The data:
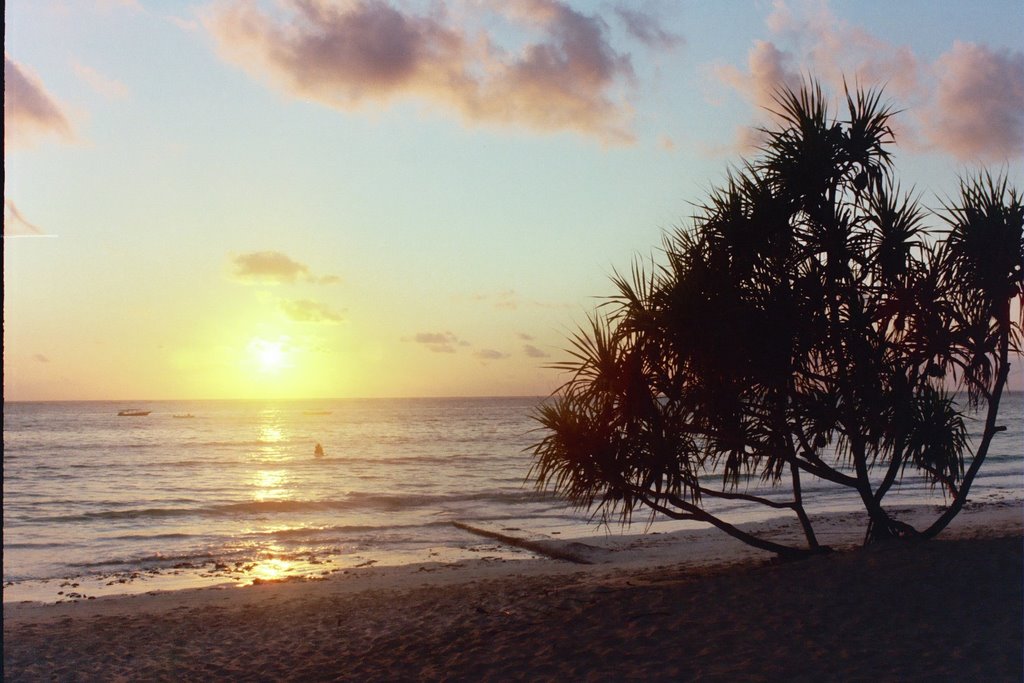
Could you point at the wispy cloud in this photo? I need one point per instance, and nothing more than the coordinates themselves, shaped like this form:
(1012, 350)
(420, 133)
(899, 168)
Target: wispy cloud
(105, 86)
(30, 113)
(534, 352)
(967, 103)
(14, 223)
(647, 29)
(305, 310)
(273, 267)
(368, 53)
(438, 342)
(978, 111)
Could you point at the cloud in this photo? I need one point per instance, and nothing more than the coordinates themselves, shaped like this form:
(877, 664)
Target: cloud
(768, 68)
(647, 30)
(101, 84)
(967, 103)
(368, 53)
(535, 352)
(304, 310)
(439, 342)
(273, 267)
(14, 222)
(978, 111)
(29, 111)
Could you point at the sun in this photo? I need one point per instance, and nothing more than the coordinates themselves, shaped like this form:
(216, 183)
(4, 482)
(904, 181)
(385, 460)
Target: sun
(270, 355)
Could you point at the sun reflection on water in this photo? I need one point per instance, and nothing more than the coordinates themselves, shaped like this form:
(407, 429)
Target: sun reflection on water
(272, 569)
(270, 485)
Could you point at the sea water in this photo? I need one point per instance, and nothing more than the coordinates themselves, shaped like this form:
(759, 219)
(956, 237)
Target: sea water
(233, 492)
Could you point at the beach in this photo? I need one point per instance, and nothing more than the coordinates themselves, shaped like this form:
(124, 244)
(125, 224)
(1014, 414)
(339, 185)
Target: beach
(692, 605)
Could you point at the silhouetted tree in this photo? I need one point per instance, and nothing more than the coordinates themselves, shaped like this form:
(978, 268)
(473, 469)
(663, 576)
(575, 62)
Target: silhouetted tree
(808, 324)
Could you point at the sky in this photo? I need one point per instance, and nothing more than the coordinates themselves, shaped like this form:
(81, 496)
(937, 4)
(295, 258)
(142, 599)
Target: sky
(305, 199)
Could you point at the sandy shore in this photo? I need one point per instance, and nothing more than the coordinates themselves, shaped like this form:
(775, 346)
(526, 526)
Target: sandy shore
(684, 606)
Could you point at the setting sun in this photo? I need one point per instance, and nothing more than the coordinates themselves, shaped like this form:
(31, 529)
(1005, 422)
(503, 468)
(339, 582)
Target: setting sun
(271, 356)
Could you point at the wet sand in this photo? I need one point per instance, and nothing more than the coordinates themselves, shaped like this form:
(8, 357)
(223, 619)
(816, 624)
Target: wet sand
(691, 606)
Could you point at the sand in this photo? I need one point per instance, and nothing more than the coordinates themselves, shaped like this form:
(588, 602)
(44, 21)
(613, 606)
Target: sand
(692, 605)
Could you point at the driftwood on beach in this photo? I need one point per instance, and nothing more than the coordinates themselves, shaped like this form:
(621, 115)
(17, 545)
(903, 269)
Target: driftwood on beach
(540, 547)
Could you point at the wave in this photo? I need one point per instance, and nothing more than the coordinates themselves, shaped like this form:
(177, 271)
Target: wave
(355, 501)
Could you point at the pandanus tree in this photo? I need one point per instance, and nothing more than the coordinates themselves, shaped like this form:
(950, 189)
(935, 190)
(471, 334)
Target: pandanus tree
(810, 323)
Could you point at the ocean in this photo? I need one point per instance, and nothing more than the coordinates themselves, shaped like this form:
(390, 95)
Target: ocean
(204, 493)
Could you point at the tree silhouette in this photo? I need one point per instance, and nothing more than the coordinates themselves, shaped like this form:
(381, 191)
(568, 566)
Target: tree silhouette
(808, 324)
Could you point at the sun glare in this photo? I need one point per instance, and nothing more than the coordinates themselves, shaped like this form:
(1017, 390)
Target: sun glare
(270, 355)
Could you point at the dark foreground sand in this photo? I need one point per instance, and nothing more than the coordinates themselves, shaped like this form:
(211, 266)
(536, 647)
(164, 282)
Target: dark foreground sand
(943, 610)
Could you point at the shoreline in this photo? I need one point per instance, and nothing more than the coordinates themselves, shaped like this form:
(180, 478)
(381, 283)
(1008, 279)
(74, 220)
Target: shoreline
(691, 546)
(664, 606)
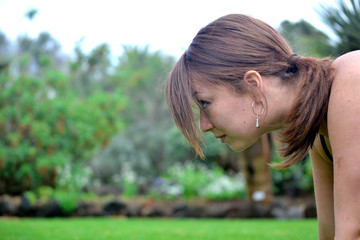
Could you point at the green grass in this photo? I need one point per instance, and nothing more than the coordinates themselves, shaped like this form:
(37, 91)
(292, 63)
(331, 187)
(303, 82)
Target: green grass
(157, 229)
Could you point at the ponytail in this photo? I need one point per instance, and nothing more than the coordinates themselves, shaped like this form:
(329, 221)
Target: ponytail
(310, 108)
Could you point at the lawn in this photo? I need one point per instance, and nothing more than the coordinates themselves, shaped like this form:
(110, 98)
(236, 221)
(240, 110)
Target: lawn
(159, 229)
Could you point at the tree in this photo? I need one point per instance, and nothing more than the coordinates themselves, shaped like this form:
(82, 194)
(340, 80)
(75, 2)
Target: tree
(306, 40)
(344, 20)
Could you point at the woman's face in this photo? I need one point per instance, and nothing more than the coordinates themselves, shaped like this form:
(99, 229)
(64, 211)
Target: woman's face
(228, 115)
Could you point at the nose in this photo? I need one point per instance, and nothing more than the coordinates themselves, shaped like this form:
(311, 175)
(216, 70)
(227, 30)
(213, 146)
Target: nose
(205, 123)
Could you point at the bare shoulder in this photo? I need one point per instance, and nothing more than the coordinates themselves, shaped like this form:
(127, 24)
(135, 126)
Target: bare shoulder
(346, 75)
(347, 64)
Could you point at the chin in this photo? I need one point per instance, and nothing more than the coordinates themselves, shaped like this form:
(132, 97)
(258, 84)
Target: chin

What the task requires: Copy the listing over exactly, skipping the pictures it holds.

Task response:
Could you point at the wispy cloud in this photo? I need one point per instance, and nothing more than the coordinates themselves, shaped like this form:
(1012, 350)
(420, 133)
(899, 168)
Target: wispy cloud
(105, 86)
(30, 113)
(534, 352)
(967, 103)
(14, 223)
(647, 29)
(305, 310)
(273, 267)
(368, 53)
(438, 342)
(978, 111)
Could you point at the cloud in this photo? I need one point per instance, and nothing more than the coordinates themselves, shaped like this form:
(877, 664)
Target: cloud
(768, 68)
(647, 30)
(101, 84)
(967, 103)
(368, 53)
(535, 352)
(304, 310)
(439, 342)
(273, 267)
(14, 222)
(978, 111)
(29, 111)
Could you point at the sun in this photo? I need one point per instance, and nothing more than the coordinates themselves, shaped like this form:
(216, 183)
(4, 482)
(904, 181)
(385, 460)
Target: sun
(270, 355)
Could you point at the sun reflection on water in this photo? I need one point per instance, and nothing more than the coordinates themselves, shaped like this form:
(407, 429)
Target: sun reflection on water
(272, 569)
(270, 485)
Could you point at the sea water in this photo? I need one point per instance, and nothing more than the coordinates themselves, shaped like this form:
(759, 219)
(956, 237)
Target: sea water
(233, 492)
Could you point at the beach in this photo? I need one point per instance, and nothing more than the coordinates themselves, shaped like this form:
(124, 244)
(125, 224)
(1014, 414)
(339, 185)
Target: beach
(692, 605)
Could you point at the silhouetted tree in this photo? I need one point per instance, and nothing more than the coordinates themselves, shaped like this form:
(978, 268)
(473, 469)
(663, 576)
(575, 62)
Target: silhouetted tree
(808, 324)
Could you point at the sky in this photo? I need one point per instance, and nothing more than the coordinates themselves, shaped like this form:
(81, 496)
(937, 4)
(295, 258)
(142, 599)
Target: sky
(305, 199)
Could you point at the sandy shore in this photo? I need one point per instance, and nothing more than the coordinates themselves, shaped like this form:
(775, 346)
(526, 526)
Target: sandy shore
(684, 606)
Could you point at the setting sun in this photo? I need one point per instance, and nothing more than the coordinates themselves, shaped like this form:
(31, 529)
(1005, 422)
(503, 468)
(339, 582)
Target: setting sun
(271, 356)
Could you point at the wet sand in this photo? I need one point per instance, and nothing more than the coordinates themselves, shaped like this form:
(8, 357)
(223, 619)
(816, 624)
Target: wet sand
(691, 606)
Could you point at the sand in this photo? I need one point per instance, and nothing more than the coordinates themselves, shaped like this form:
(588, 602)
(44, 21)
(613, 606)
Target: sand
(692, 605)
Could you point at the driftwood on beach in this photo? I need one point per instance, and nothing more than the coordinates themselves, shaped like this form:
(621, 115)
(17, 545)
(903, 269)
Target: driftwood on beach
(540, 547)
Could you point at the wave in this photo? I need one point per instance, and nothing more than the coordinates themselves, shaped like this form:
(177, 271)
Target: wave
(355, 501)
Could you point at the pandanus tree in this photo? I need one point per instance, and nothing more than the coordinates themselves, shaped like this form:
(950, 189)
(935, 190)
(471, 334)
Target: pandanus tree
(810, 323)
Could you point at the ocean in this photo? I need one point per instance, and nothing more than the coordinates themselves, shaped like this form:
(390, 95)
Target: ocean
(204, 493)
Could you point at the tree silhouette in this photo? I need one point per instance, and nothing more than the coordinates themselves, shaped like this form:
(381, 191)
(568, 566)
Target: tree silhouette
(808, 324)
Could you point at the sun glare in this photo? I need one point per instance, and nothing more than the coordinates themselves, shaped like this form:
(1017, 390)
Target: sun glare
(270, 355)
Could you point at the dark foreground sand in this photo? I need one point per instance, and nothing more than the coordinates themselves, shaped like this form:
(211, 266)
(536, 647)
(164, 282)
Target: dark foreground sand
(943, 610)
Could you point at the shoreline in this photo? I need one point per instance, and nothing more than the coordinates themselves, shaped like this form:
(180, 478)
(381, 283)
(1008, 279)
(74, 220)
Target: shoreline
(691, 546)
(664, 606)
Could you point at the green grass in this photo? I need one point per instance, and nothing more than the coordinates themselves, shaped like this form:
(37, 91)
(292, 63)
(331, 187)
(303, 82)
Target: green grass
(157, 229)
Could you point at the ponytail in this photo? I need one point per instance, and nothing more than the coordinates themselves, shaped like this form:
(329, 221)
Target: ponytail
(310, 108)
Could you point at the lawn in this photo? I need one point per instance, and nothing more than the coordinates themselves, shaped like this form:
(110, 98)
(236, 221)
(240, 110)
Target: lawn
(159, 229)
Could you point at the tree in this photo? I need one point per instance, and nothing more than the coordinates themselves, shaped like this form:
(82, 194)
(340, 80)
(75, 2)
Target: tree
(306, 40)
(344, 20)
Could you point at the woman's face in this photo? I need one point per instance, and nothing more than the coordinates themselves, shaped like this form:
(99, 229)
(64, 211)
Target: woman's face
(228, 115)
Could you point at the nose in this photo? I need one point per instance, and nothing more than the coordinates themselves, shaped like this form:
(311, 175)
(216, 70)
(227, 30)
(213, 146)
Target: nose
(205, 123)
Could you point at the bare shoulder in this photo? I need one point per instance, and nothing more than the coordinates themselves, shaped like this form:
(127, 24)
(135, 126)
Target: bare shoulder
(346, 75)
(347, 64)
Could you point at the chin in this photo? I need one point per instance, and nothing more than the coordinates themselves, shaped like this form:
(132, 97)
(258, 84)
Target: chin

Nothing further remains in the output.